START READING TEXT

Wednesday, June 16, 2010

Contagious

You won't hear me say it very often, so you maybe ought to mark the calendar, but Mr. Tart was right. Joel was itchy because of FLEAS! I've been scratching since I heard—I can't shake the feeling they are ON me... You see, the fact is though... that he has been itchy for... a month or more? Must be more, as I think he's had 3 baths and we don't do that at home more than about every other week at most... But ONLY NOW—Now that I KNOW—am I itchy. And it won't stop.

I get that way when I see swarming ants on TV, a really big spider outside (a really big spider inside spikes my adrenaline and throws me into fight or flights, so that is probably the only way I evade THAT one).

Does this have to do with being ticklish?

I mentioned this on my personal facebook profile, so of course my considerate friends add LICE to the mix.--now I'm not just itchy, but shuddering. I mean... ick.

[and here the editor would like to note:  The EVIL Tart has been  awakened... we don't see her much--you probably shouldn't encourage her.  She's quite as insane as the other one, but possibly dangerous.]
Evil Tart SMITES your warning and carries on!


How is it we pass along these sensations in absence of the actual stimulus? Can we USE IT?!


BUWAHAHAHAHAHAHAHAHA!

The second scary book I read (right after The Shining) was Amityville Horror. It was one of those paperbacks with the pressed texture in the cover... you know what of? FLIES. I thought that was a FREAKING TERRIFYING book and I'm willing to bet the shivers from feeling those blasted flies on the book played no small part... that was one of the first signs of the house being haunted.... flies. They could hear them and couldn't find them. They would see ONE. They would see a COUPLE. Then something was covered in flies.

END READING TEXT

▶ **PROBLEM DESCRIPTION**:
Reproduce the passage of the blog post on contagious itching, starting with "You won't hear" and going on through "it won't stop.".

START DATA SECTION

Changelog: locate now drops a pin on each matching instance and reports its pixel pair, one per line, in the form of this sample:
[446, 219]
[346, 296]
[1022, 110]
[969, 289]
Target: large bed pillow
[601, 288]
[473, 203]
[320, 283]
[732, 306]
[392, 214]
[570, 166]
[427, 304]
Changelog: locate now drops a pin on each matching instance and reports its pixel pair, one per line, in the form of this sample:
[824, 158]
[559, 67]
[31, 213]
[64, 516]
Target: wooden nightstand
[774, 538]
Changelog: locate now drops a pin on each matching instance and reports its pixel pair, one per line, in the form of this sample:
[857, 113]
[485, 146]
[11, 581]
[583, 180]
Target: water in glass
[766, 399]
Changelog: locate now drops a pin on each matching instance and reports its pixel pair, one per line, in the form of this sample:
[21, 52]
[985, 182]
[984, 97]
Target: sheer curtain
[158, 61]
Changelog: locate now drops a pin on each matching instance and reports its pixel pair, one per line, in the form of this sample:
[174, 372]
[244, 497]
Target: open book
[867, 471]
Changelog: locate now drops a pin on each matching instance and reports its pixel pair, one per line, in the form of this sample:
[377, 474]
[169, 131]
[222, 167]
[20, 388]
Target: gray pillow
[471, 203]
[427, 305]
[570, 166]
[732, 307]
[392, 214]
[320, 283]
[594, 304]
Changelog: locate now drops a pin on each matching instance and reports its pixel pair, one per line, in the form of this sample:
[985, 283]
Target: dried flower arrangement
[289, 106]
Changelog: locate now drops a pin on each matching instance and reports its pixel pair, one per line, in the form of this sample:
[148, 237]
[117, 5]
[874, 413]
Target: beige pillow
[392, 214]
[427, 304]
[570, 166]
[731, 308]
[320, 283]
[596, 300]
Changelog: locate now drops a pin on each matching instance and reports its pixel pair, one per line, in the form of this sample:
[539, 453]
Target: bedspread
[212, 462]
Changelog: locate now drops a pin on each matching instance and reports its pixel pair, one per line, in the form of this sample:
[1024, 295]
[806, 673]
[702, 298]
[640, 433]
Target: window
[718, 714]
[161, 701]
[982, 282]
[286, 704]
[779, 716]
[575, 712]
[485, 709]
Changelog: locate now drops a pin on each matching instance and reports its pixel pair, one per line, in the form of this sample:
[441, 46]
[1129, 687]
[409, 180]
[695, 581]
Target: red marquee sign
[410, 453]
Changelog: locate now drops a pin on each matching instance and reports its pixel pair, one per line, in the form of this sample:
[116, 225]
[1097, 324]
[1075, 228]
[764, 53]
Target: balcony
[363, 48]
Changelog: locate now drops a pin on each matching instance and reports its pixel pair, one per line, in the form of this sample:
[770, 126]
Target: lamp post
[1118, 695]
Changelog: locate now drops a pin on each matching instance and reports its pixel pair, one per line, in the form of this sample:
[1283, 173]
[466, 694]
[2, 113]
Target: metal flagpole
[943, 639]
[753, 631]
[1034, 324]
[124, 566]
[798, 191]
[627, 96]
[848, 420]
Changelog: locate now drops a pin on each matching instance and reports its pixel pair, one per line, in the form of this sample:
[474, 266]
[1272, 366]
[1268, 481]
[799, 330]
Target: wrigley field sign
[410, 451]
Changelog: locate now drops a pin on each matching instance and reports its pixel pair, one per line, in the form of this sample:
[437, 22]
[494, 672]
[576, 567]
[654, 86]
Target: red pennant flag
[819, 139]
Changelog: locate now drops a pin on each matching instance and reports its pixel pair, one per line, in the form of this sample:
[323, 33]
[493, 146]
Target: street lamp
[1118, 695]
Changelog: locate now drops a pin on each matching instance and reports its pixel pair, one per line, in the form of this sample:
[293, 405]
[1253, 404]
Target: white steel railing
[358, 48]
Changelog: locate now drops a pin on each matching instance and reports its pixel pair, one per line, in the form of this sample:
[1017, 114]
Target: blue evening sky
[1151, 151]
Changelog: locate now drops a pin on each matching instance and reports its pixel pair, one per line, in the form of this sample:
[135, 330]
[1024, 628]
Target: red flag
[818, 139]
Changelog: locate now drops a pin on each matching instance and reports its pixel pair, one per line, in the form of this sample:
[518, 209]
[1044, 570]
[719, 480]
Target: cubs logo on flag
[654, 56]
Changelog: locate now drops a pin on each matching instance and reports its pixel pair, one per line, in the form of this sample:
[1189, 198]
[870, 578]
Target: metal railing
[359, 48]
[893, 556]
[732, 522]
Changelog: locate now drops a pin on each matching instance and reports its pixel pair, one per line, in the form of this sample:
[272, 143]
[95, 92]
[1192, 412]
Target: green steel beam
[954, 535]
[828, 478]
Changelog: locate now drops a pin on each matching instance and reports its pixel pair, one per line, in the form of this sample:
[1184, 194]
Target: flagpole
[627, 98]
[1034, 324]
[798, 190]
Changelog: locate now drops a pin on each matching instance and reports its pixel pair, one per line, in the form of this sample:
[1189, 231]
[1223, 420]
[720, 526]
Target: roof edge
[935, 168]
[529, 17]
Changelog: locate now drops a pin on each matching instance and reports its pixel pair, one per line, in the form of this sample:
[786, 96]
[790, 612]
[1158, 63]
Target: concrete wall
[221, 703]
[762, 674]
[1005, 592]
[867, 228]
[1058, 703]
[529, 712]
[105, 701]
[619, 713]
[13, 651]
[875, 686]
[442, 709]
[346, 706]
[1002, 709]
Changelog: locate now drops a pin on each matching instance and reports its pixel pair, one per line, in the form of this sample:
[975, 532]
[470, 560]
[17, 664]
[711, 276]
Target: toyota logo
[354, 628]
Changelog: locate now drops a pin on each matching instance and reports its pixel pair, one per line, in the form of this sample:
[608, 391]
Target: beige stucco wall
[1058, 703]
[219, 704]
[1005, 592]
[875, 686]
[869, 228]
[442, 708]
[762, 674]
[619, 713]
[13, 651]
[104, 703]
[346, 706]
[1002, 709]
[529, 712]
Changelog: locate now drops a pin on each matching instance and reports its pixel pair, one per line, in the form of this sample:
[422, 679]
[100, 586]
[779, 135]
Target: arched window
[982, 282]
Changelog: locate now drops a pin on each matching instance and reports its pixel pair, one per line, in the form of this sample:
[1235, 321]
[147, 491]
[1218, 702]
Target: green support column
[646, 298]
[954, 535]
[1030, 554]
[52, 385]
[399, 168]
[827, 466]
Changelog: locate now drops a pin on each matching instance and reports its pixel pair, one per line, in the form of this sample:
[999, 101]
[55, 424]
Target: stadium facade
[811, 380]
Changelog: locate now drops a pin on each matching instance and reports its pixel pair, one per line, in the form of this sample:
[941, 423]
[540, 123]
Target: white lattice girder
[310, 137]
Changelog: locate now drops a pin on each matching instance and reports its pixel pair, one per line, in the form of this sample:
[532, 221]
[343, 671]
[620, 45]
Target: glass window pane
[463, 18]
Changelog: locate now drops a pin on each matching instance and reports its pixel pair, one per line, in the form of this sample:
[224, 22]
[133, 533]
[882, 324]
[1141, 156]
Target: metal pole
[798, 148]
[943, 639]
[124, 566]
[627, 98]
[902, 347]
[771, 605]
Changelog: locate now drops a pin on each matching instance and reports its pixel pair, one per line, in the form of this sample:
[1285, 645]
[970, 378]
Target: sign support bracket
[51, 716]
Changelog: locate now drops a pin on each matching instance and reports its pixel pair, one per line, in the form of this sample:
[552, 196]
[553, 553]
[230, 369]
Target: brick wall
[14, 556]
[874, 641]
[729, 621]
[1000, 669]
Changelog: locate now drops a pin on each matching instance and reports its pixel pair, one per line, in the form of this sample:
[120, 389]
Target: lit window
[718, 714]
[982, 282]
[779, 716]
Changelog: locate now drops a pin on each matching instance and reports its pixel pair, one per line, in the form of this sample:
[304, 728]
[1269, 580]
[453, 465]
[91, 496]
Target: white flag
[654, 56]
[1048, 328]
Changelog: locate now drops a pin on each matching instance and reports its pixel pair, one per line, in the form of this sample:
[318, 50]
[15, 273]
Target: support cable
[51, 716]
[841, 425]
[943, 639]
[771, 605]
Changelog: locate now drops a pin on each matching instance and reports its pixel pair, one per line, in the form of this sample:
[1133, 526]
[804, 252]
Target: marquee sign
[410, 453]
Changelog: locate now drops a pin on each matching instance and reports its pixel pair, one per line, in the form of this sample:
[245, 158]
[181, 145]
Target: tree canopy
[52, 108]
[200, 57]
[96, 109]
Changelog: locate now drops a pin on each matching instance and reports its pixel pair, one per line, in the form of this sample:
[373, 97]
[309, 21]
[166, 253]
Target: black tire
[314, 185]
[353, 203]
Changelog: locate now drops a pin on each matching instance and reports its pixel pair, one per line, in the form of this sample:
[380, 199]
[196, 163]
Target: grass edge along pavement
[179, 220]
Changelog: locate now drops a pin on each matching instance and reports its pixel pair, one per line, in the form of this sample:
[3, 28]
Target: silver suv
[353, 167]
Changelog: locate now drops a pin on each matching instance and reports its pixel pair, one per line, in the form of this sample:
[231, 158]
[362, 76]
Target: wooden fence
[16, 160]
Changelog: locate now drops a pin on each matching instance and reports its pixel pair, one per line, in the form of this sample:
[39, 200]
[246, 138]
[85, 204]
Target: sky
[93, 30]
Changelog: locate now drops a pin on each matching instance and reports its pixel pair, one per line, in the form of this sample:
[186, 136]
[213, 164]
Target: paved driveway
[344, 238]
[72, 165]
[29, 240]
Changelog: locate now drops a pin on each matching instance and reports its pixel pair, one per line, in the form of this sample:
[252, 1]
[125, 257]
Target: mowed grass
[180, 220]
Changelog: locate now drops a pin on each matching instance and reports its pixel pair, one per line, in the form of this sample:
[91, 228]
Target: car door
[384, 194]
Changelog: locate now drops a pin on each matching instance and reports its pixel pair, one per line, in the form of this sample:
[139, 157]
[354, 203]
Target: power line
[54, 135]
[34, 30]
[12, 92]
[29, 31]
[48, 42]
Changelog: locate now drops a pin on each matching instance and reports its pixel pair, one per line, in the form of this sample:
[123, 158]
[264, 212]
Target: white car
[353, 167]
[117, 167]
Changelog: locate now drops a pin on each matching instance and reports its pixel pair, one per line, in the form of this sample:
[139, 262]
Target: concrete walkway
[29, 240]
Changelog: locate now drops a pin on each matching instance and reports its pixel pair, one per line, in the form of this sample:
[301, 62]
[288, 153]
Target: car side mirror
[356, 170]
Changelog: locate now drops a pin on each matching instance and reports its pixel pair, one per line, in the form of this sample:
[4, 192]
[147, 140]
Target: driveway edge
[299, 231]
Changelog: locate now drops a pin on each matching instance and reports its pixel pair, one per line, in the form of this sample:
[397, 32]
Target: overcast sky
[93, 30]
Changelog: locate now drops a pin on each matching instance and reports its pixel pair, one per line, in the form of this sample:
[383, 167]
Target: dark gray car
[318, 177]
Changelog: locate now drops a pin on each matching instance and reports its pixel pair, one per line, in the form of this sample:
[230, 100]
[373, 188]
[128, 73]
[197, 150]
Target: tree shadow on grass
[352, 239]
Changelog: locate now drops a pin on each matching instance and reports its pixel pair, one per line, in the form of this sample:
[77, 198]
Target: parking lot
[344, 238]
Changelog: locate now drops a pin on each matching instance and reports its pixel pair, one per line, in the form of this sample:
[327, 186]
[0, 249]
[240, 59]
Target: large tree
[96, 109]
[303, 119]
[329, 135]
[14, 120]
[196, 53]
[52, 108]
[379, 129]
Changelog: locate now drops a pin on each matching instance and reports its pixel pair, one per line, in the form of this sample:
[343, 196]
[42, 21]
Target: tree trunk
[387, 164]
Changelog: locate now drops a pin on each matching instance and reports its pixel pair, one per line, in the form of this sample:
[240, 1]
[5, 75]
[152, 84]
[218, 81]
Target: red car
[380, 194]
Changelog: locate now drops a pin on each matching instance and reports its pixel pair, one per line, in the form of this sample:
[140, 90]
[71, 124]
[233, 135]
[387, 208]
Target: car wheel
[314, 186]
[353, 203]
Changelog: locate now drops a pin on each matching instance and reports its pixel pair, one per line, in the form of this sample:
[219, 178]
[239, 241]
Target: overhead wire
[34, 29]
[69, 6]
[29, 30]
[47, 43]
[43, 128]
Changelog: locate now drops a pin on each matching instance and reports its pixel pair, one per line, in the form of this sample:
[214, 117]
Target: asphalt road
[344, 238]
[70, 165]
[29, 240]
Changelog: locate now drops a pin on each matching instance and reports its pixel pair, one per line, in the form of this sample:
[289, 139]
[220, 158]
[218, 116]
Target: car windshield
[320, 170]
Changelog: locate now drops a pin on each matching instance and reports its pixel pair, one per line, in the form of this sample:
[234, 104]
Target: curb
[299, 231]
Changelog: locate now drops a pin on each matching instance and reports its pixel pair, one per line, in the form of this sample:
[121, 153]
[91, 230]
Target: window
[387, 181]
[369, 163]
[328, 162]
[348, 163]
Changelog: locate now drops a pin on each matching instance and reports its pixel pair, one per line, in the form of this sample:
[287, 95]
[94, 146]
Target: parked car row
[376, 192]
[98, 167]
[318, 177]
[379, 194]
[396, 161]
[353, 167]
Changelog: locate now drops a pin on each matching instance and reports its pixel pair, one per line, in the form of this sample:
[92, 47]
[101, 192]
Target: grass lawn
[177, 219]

END DATA SECTION

▶ **SOLVED EXERCISE**:
You won't hear me say it very often, so you maybe ought to mark the calendar, but Mr. Tart was right. Joel was itchy because of FLEAS! I've been scratching since I heard—I can't shake the feeling they are ON me... You see, the fact is though... that he has been itchy for... a month or more? Must be more, as I think he's had 3 baths and we don't do that at home more than about every other week at most... But ONLY NOW—Now that I KNOW—am I itchy. And it won't stop.